━━ Texto de apoio ━━

Ivaldo Lemos Junior
Promotor de Justiça do MPDFT
Tempos atrás, vi a Xuxa na TV contando que havia parado em uma lojinha de posto de gasolina para uma compra rápida, uma bobagem qualquer. Foi um pandemônio. Juntou gente de todos os lados, cercando-a para fotos, autógrafos etc.
Essas histórias costumam se repetir com pessoas demasiado conhecidas.Mas as unanimidades são raras, raríssimas; os famosos também têm seus detratores. Tom Jobim disse que nunca recebia tratamento normal. Ou era paparicado pelos que dele gostavam, ou acontecia o extremo oposto. Não ser reconhecido era a única coisa que não acontecia.
Isso é suficiente para uma constatação inicial: a Xuxa não tem intimidade. Melhor explicando, ela tem, claro, direito à intimidade, como qualquer ser humano. O problema é que não consegue mais exercer esse direito. Não duvido que ela não goste de ser assediada sempre. Imagino que lhe agradaria passear na rua sem ser importunada. Mas fazer coisas simples, no anonimato, sem a azáfama dos curiosos, não está sob seu controle, nem do de Pelé, Zico, Gisele, Ivete e tantos outros.

━━━
━━ Dados fornecidos ━━

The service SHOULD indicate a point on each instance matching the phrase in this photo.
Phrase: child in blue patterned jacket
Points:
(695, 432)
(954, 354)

━━━

__Exercícios propostos__
1. Responda com base no texto sobre a intimidade dos famosos:
(a) Onde a Xuxa havia parado para fazer uma compra rápida?
(b) Qual era a única coisa que não acontecia com Tom Jobim?
(c) Qual direito a Xuxa tem, mas não consegue mais exercer?
2. Transcreva, sem nenhuma alteração, o trecho do texto sobre a intimidade dos famosos que vai de "Ivaldo Lemos Junior" até "que não acontecia.".
As linhas não têm relação com o texto sobre a intimidade dos famosos.

__Respostas por tarefa__
1.
(a) Em uma lojinha de posto de gasolina.
(b) Não ser reconhecido.
(c) O direito à intimidade.

2.
Ivaldo Lemos Junior
Promotor de Justiça do MPDFT
Tempos atrás, vi a Xuxa na TV contando que havia parado em uma lojinha de posto de gasolina para uma compra rápida, uma bobagem qualquer. Foi um pandemônio. Juntou gente de todos os lados, cercando-a para fotos, autógrafos etc.
Essas histórias costumam se repetir com pessoas demasiado conhecidas.Mas as unanimidades são raras, raríssimas; os famosos também têm seus detratores. Tom Jobim disse que nunca recebia tratamento normal. Ou era paparicado pelos que dele gostavam, ou acontecia o extremo oposto. Não ser reconhecido era a única coisa que não acontecia.